PROMPT >> Transcribe every line of the entries exactly.

EXTRACTED MATERIAL >>
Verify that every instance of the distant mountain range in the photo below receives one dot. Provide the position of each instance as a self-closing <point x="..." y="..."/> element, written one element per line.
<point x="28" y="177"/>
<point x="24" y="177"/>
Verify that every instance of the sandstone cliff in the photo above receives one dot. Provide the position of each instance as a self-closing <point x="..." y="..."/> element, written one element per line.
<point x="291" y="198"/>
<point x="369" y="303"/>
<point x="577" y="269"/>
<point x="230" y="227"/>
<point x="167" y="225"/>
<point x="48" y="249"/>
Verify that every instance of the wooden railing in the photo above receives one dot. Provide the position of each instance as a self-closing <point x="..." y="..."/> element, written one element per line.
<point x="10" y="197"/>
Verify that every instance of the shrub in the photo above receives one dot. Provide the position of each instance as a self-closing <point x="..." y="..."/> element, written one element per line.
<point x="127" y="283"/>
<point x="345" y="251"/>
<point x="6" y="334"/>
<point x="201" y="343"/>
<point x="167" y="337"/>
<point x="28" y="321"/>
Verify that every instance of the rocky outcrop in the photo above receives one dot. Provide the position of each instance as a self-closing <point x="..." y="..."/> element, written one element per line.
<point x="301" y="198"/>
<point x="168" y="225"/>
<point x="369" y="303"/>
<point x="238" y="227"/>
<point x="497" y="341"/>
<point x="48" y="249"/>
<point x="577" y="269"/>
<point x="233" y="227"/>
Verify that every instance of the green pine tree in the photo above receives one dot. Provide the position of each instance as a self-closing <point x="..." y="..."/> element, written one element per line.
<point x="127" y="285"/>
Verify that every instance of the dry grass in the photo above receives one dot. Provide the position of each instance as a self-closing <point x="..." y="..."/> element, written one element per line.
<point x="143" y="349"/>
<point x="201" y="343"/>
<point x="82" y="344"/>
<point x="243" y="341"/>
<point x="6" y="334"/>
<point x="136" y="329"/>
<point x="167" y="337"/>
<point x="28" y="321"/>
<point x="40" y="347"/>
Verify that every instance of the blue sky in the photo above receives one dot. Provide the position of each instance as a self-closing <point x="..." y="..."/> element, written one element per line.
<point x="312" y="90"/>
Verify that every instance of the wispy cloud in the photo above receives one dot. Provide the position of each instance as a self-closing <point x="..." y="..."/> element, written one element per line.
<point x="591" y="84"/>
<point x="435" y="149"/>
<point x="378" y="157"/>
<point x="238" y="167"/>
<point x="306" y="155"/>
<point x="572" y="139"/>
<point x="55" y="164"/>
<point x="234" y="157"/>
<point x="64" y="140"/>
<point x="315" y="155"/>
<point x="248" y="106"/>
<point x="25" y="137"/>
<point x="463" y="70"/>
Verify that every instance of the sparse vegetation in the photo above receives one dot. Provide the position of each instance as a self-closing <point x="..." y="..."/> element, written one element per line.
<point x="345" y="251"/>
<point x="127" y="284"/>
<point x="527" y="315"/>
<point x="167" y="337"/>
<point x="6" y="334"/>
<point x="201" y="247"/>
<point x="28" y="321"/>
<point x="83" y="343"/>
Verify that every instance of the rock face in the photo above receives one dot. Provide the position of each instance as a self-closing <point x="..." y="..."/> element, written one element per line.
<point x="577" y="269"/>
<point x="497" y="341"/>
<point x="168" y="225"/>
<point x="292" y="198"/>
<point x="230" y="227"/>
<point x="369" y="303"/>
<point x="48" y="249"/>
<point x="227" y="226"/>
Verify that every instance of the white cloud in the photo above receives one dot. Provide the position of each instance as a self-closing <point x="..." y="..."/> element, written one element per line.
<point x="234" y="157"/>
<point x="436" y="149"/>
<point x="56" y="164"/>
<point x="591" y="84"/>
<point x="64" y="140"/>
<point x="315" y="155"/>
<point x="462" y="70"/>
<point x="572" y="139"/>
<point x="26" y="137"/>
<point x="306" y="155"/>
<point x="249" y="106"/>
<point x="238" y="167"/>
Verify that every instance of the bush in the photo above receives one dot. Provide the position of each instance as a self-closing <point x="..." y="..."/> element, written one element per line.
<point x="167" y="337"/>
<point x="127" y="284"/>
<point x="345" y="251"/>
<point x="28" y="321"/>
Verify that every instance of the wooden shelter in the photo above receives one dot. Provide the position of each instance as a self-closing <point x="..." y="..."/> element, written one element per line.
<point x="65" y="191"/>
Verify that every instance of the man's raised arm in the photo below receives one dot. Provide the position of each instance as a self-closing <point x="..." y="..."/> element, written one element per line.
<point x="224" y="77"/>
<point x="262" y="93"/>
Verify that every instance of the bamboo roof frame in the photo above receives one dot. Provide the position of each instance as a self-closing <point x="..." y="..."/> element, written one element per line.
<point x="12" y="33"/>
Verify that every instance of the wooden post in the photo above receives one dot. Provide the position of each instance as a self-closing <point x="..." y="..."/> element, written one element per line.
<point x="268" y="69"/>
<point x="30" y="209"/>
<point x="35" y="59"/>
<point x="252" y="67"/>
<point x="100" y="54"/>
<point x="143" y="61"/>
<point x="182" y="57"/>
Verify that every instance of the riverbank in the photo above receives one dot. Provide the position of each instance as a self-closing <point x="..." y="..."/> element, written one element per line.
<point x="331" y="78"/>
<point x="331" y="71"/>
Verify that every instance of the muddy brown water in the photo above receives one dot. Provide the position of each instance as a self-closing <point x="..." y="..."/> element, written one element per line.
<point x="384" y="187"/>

RESULT >>
Verify that every instance of the distant mountain range in the photo below receives one dot. Provide the position of each instance as a self-closing <point x="..." y="..."/> element, written one element per line.
<point x="28" y="177"/>
<point x="24" y="177"/>
Verify that every instance of the sandstone cliff in the photo above receives one dot. Provide the position of each instance as a self-closing <point x="..." y="..."/> element, written one element per line.
<point x="291" y="198"/>
<point x="369" y="303"/>
<point x="577" y="269"/>
<point x="230" y="227"/>
<point x="167" y="225"/>
<point x="48" y="249"/>
Verify that every instance of the wooden railing in the photo above receives one dot. Provide the position of each instance as a self-closing <point x="..." y="..."/> element, written one element per line.
<point x="10" y="197"/>
Verify that every instance of the shrub in the photo above receives one dot. Provide the position of each instance as a self-closing <point x="..." y="..."/> element, written one element per line.
<point x="127" y="283"/>
<point x="345" y="251"/>
<point x="6" y="334"/>
<point x="201" y="343"/>
<point x="167" y="337"/>
<point x="28" y="321"/>
Verify that every instance of the rocky outcrop in the photo above receives one dot. Provide the position of each instance as a self-closing <point x="..." y="..."/> element, written one element per line.
<point x="301" y="198"/>
<point x="168" y="225"/>
<point x="369" y="303"/>
<point x="238" y="227"/>
<point x="497" y="341"/>
<point x="48" y="249"/>
<point x="577" y="269"/>
<point x="233" y="227"/>
Verify that every instance of the green pine tree in the photo above receives one dot. Provide the position of each instance as a self-closing <point x="..." y="..."/> element, written one element per line.
<point x="127" y="285"/>
Verify that every instance of the dry grass in the photo above receives one dot. Provide the position of each instance as a self-closing <point x="..." y="..."/> element, written one element per line.
<point x="143" y="349"/>
<point x="201" y="343"/>
<point x="82" y="344"/>
<point x="243" y="341"/>
<point x="6" y="334"/>
<point x="136" y="329"/>
<point x="167" y="337"/>
<point x="28" y="321"/>
<point x="40" y="347"/>
Verify that every instance of the blue sky in the photo above receives one dot. Provide the position of each instance as a self-closing <point x="..." y="..."/> element, written one element per line.
<point x="312" y="90"/>
Verify that every instance of the wispy cloud in the photo above receives one dot. Provide the position of each instance as a self-closing <point x="..." y="..."/> element, written one element per line.
<point x="591" y="84"/>
<point x="435" y="149"/>
<point x="378" y="157"/>
<point x="238" y="167"/>
<point x="306" y="155"/>
<point x="572" y="139"/>
<point x="55" y="164"/>
<point x="234" y="157"/>
<point x="64" y="140"/>
<point x="315" y="155"/>
<point x="248" y="106"/>
<point x="25" y="137"/>
<point x="463" y="70"/>
Verify that every instance of the sparse vegetation in the photo above receives one dot. Provide the position of each instance as a self-closing <point x="..." y="..."/> element, written one element per line.
<point x="345" y="251"/>
<point x="127" y="284"/>
<point x="527" y="315"/>
<point x="167" y="337"/>
<point x="6" y="334"/>
<point x="201" y="247"/>
<point x="28" y="321"/>
<point x="83" y="343"/>
Verify that every instance of the rock face in the photo above receives one dot. Provide the position of each instance as a self-closing <point x="..." y="..."/> element, written one element per line.
<point x="577" y="269"/>
<point x="497" y="341"/>
<point x="168" y="225"/>
<point x="292" y="198"/>
<point x="230" y="227"/>
<point x="369" y="303"/>
<point x="48" y="249"/>
<point x="227" y="226"/>
Verify that every instance of the white cloud in the photo above receives one dot. Provide the position of each instance as a self-closing <point x="..." y="..."/> element, written one element per line.
<point x="234" y="157"/>
<point x="436" y="149"/>
<point x="56" y="164"/>
<point x="591" y="84"/>
<point x="64" y="140"/>
<point x="315" y="155"/>
<point x="462" y="70"/>
<point x="572" y="139"/>
<point x="26" y="137"/>
<point x="306" y="155"/>
<point x="249" y="106"/>
<point x="238" y="167"/>
Verify that every instance of the bush in the photo above receives one dot. Provide the position of each instance as a self-closing <point x="..." y="..."/> element, written one element per line.
<point x="167" y="337"/>
<point x="127" y="284"/>
<point x="345" y="251"/>
<point x="28" y="321"/>
Verify that every instance of the wooden shelter in the photo above receives one dot. Provide the position of each instance as a self-closing <point x="..." y="..."/> element, written one element per line.
<point x="65" y="191"/>
Verify that every instance of the man's raised arm in the photo below receives one dot. Provide the position of each instance as a self-closing <point x="..." y="..."/> element, written one element per line.
<point x="224" y="77"/>
<point x="262" y="93"/>
Verify that every instance of the bamboo roof frame in the photo above receives one dot. Provide the position of each instance as a self-closing <point x="..." y="..."/> element, written one element per line.
<point x="12" y="33"/>
Verify that every instance of the wooden post in the photo above receives one dot. Provide the position of each instance as a self-closing <point x="..." y="..."/> element, written one element per line.
<point x="268" y="69"/>
<point x="30" y="209"/>
<point x="35" y="59"/>
<point x="252" y="67"/>
<point x="100" y="54"/>
<point x="143" y="61"/>
<point x="182" y="57"/>
Verify that every instance of the riverbank in the photo above receives one dot. Provide the position of each instance as a self-closing <point x="..." y="..."/> element, written one element per line.
<point x="331" y="78"/>
<point x="331" y="71"/>
Verify that every instance of the muddy brown water in the photo above receives one dot. Provide the position of each instance as a self-closing <point x="..." y="..."/> element, written one element per line.
<point x="384" y="187"/>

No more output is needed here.